Copy the records. Keep every line exactly as it is.

--- Given information ---

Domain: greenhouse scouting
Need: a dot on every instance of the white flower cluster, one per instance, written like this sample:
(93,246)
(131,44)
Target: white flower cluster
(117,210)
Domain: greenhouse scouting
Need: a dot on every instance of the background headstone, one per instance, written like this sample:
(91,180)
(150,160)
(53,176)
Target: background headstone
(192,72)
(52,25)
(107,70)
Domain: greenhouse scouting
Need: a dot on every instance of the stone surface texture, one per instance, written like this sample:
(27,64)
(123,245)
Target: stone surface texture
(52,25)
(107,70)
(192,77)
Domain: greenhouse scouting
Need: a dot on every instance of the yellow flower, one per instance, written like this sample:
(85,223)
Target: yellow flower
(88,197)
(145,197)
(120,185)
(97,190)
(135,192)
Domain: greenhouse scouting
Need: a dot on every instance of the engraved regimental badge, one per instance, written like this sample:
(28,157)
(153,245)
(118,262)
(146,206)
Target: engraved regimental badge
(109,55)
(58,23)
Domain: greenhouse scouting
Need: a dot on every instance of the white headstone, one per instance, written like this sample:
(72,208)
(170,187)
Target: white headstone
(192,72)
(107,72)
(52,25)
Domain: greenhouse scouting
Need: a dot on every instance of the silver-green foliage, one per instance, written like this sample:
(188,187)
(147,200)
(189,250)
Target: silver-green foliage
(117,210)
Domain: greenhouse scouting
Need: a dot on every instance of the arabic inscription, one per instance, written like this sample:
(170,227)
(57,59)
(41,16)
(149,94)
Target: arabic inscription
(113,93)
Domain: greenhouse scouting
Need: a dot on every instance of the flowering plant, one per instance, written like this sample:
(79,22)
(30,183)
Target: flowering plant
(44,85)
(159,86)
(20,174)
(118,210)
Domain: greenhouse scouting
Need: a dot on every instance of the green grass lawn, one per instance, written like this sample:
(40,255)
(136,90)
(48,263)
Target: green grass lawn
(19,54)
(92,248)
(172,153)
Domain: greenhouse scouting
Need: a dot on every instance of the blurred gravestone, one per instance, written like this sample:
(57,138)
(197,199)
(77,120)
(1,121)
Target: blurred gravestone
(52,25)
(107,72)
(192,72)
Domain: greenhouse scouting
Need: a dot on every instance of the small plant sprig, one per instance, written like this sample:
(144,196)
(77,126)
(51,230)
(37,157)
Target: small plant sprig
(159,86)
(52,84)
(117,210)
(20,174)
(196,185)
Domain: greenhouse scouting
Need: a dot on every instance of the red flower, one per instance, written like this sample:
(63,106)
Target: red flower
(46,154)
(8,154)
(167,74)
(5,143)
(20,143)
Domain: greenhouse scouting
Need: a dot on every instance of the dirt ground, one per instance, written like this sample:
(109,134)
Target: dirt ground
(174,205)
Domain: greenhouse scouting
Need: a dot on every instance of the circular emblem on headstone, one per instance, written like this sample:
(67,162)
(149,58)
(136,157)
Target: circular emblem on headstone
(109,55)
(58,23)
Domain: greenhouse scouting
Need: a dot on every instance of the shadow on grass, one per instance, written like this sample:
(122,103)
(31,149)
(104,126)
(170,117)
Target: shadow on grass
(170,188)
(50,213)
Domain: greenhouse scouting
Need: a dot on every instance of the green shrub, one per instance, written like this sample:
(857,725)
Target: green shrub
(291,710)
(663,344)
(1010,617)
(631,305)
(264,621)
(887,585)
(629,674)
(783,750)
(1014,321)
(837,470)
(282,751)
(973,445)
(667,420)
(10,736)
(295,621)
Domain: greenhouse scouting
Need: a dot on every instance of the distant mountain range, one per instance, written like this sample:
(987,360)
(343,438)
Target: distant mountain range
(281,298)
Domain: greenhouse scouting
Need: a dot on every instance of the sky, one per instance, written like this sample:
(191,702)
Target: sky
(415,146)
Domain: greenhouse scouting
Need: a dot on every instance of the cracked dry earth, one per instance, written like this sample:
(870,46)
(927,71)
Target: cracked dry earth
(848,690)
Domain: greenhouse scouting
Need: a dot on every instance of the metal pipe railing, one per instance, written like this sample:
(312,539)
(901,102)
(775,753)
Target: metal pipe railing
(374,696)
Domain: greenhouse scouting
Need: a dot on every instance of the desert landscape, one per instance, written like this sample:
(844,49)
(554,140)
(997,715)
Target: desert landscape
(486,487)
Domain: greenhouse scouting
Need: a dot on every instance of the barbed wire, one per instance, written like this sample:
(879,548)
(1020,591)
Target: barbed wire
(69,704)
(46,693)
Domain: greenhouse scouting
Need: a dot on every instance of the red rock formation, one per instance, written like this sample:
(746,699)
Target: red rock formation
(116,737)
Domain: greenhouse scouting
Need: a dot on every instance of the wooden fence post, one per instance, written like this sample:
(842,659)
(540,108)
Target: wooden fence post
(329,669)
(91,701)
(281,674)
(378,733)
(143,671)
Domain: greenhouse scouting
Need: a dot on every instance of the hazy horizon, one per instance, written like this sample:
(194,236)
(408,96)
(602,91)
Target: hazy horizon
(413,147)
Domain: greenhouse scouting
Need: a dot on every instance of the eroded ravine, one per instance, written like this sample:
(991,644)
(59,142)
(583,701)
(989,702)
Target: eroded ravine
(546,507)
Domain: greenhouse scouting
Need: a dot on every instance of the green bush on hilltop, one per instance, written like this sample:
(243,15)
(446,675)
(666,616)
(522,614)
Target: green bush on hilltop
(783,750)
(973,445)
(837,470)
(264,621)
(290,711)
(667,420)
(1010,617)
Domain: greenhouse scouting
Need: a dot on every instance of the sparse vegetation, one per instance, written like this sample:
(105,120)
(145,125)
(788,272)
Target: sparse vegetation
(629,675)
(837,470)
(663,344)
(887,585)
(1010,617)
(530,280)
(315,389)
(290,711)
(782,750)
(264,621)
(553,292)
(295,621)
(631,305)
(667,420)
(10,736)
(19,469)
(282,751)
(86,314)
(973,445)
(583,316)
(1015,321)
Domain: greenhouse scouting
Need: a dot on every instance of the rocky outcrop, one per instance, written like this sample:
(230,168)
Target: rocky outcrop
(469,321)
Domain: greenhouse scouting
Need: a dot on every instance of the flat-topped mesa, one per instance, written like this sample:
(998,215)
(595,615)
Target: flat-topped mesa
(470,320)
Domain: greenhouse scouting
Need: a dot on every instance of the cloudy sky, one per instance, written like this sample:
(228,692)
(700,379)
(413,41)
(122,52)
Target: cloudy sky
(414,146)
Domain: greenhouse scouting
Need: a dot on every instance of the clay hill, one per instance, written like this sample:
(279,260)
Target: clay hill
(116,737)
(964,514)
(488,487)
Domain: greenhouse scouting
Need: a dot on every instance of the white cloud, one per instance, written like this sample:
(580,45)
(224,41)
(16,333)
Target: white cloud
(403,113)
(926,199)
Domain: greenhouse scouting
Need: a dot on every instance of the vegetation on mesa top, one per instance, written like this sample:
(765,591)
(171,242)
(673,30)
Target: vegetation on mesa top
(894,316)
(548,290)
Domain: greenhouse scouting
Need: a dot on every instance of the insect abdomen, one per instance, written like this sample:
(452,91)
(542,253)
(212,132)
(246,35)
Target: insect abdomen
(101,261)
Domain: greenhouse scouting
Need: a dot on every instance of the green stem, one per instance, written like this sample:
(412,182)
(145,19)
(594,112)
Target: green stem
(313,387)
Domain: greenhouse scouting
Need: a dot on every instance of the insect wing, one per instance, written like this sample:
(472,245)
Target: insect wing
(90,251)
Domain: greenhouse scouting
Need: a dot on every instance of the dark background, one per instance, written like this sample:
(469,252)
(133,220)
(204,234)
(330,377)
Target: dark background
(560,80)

---

Solution to this exercise:
Domain: greenhouse scouting
Need: a dot on every instance of the white flower cluster, one per instance, written like this sample:
(93,246)
(131,44)
Target: white flower cluster
(117,210)
Domain: greenhouse scouting
Need: a dot on every instance of the background headstone, one per instance, written like this sample:
(91,180)
(150,160)
(53,176)
Target: background headstone
(192,72)
(52,25)
(107,70)
Domain: greenhouse scouting
Need: a dot on every instance of the stone surface texture, one per instance, written like this sample:
(27,64)
(123,245)
Target: stone surface texture
(52,25)
(107,70)
(192,77)
Domain: greenhouse scouting
Need: a dot on every instance of the yellow flower, one per instance, written like this sample:
(85,223)
Target: yellow flower
(88,197)
(145,197)
(120,185)
(97,190)
(135,192)
Domain: greenhouse scouting
Need: a dot on every instance of the engraved regimental badge, one per instance, written like this sample:
(28,157)
(153,245)
(118,262)
(146,206)
Target: engraved regimental badge
(109,55)
(58,23)
Domain: greenhouse scouting
Need: a dot on every instance of the white headstone, one per instance, written like this sample:
(72,208)
(170,187)
Target: white headstone
(192,72)
(107,72)
(52,25)
Domain: greenhouse scouting
Need: a dot on every instance of the silver-green foliage, one per instance, written like this sample:
(188,187)
(147,200)
(189,250)
Target: silver-green foliage
(117,210)
Domain: greenhouse scouting
Need: a dot on every instance of the arabic inscription, one per instance, written like this sample:
(170,227)
(57,59)
(41,16)
(149,94)
Target: arabic inscription
(113,93)
Domain: greenhouse scouting
Need: a dot on every instance of the flowering plant, one per instance, written like this sample:
(79,22)
(30,183)
Target: flowering plant
(44,85)
(159,86)
(20,174)
(118,210)
Domain: greenhouse scouting
Need: a dot on every instance of the green grass lawn, one per instance, written like this sample:
(40,255)
(136,90)
(48,263)
Target: green grass lawn
(19,54)
(92,248)
(172,153)
Domain: greenhouse scouting
Need: a dot on every instance of the blurred gravestone, one per instance, written like this sample:
(57,138)
(197,199)
(77,120)
(1,121)
Target: blurred gravestone
(52,25)
(107,72)
(192,72)
Domain: greenhouse scouting
Need: a dot on every instance of the small plant sprig, one per instance, written like this sample:
(144,196)
(77,126)
(51,230)
(37,157)
Target: small plant sprig
(159,86)
(52,84)
(117,210)
(20,174)
(196,185)
Domain: greenhouse scouting
Need: a dot on every instance of the red flower, one per instance, written like this sample:
(63,106)
Target: red flower
(46,154)
(8,154)
(167,74)
(5,143)
(20,143)
Domain: greenhouse scouting
Need: a dot on every instance of the dirt ground, one per instance, written like this sample:
(109,134)
Target: dirt ground
(174,205)
Domain: greenhouse scouting
Need: a dot on every instance of the circular emblem on headstone, one per instance, written like this sample:
(67,162)
(149,58)
(136,157)
Target: circular emblem on headstone
(109,55)
(58,23)
Domain: greenhouse scouting
Need: a dot on every instance of the shadow on grass, one per instance, written like this sample:
(122,103)
(31,149)
(104,126)
(170,117)
Target: shadow on grass
(170,188)
(50,213)
Domain: greenhouse scouting
Need: a dot on every instance of the green shrub, one per instance, written like this sample:
(857,725)
Target: green shrub
(291,710)
(663,344)
(1010,617)
(631,305)
(264,621)
(887,585)
(629,674)
(783,750)
(1014,321)
(837,470)
(282,751)
(973,445)
(667,420)
(10,736)
(295,621)
Domain: greenhouse scouting
Need: a dot on every instance of the distant mountain range, one per instance, written like this sample:
(987,360)
(343,438)
Target: distant mountain range
(281,298)
Domain: greenhouse scouting
Need: a dot on every instance of the sky, one per instance, written like this sample:
(191,702)
Target: sky
(415,146)
Domain: greenhouse scouting
Need: a dot on every instance of the cracked dry earth, one per instance, written like this sample:
(870,46)
(927,71)
Target: cracked dry earth
(848,690)
Domain: greenhouse scouting
Need: a dot on every instance of the metal pipe railing, one per instance, written like this sample:
(312,539)
(901,102)
(775,753)
Target: metal pipe railing
(374,696)
Domain: greenhouse scouting
Need: a dot on every instance of the desert landscape, one per instance, written like this sample:
(844,49)
(554,140)
(997,715)
Target: desert landscape
(486,487)
Domain: greenhouse scouting
Need: a dot on every instance of the barbed wire, one per instance, written like this sample:
(879,548)
(1020,591)
Target: barbed wire
(69,704)
(46,693)
Domain: greenhouse scouting
Need: a dot on every instance of the red rock formation, one per instance, written like this sample:
(746,699)
Target: red rock formation
(116,737)
Domain: greenhouse scouting
Need: a dot on every instance of the wooden fence post, one per instance, written like this sample:
(842,659)
(540,108)
Target: wooden fence post
(329,669)
(91,701)
(281,674)
(378,733)
(143,671)
Domain: greenhouse scouting
Need: a dot on every instance of the hazy horizon, one per instance, written like this sample:
(194,236)
(408,96)
(602,91)
Target: hazy horizon
(413,147)
Domain: greenhouse scouting
Need: a dot on every instance of the eroded ravine, one per instance, written like this sample:
(991,644)
(59,142)
(583,701)
(989,702)
Target: eroded ravine
(546,507)
Domain: greenhouse scouting
Need: a dot on every instance of the green bush on hilltop, one per instance, written like this sample:
(243,15)
(446,675)
(666,616)
(522,614)
Target: green bush on hilltop
(783,750)
(973,445)
(837,470)
(264,621)
(290,711)
(667,420)
(1010,617)
Domain: greenhouse scouting
Need: a dot on every instance of the sparse vegetation, one per instance, written like this sample:
(105,120)
(145,125)
(788,272)
Target: sparse vegetation
(629,675)
(837,470)
(663,344)
(887,585)
(1010,617)
(530,280)
(315,389)
(290,711)
(782,750)
(264,621)
(553,292)
(295,621)
(631,305)
(667,420)
(10,736)
(19,469)
(282,751)
(86,314)
(973,445)
(583,316)
(1015,321)
Domain: greenhouse scouting
Need: a dot on every instance of the rocky outcrop, one per instance, written like this sample:
(230,168)
Target: rocky outcrop
(469,321)
Domain: greenhouse scouting
Need: a dot on every instance of the flat-topped mesa, one per instance, written like this sample:
(998,215)
(595,615)
Target: flat-topped mesa
(470,320)
Domain: greenhouse scouting
Need: a dot on every instance of the cloudy sky, one per instance, written like this sample:
(228,692)
(700,379)
(413,41)
(122,52)
Target: cloudy sky
(414,146)
Domain: greenhouse scouting
Need: a dot on every instance of the clay hill, one per instance, written like this sample:
(279,260)
Target: clay hill
(116,737)
(964,514)
(488,487)
Domain: greenhouse scouting
Need: a dot on every instance of the white cloud, one per instance, written like this sample:
(580,45)
(224,41)
(16,333)
Target: white cloud
(403,113)
(926,199)
Domain: greenhouse scouting
Need: a dot on every instance of the vegetation on mesa top, one per instance, written like this sample:
(765,591)
(171,242)
(673,30)
Target: vegetation on mesa top
(894,316)
(548,290)
Domain: greenhouse scouting
Need: a dot on every instance of the insect abdomen, one per instance, written like this sample:
(452,91)
(542,253)
(212,132)
(246,35)
Target: insect abdomen
(101,261)
Domain: greenhouse scouting
Need: a dot on every instance of the green stem, one per instance, written like this sample:
(412,182)
(145,19)
(594,112)
Target: green stem
(313,387)
Domain: greenhouse scouting
Need: a dot on every instance of the insect wing, one per instance, written like this sample:
(472,245)
Target: insect wing
(90,251)
Domain: greenhouse scouting
Need: a dot on every instance of the dark background, one per instance, written like this sample:
(469,252)
(133,220)
(204,234)
(330,377)
Target: dark background
(560,80)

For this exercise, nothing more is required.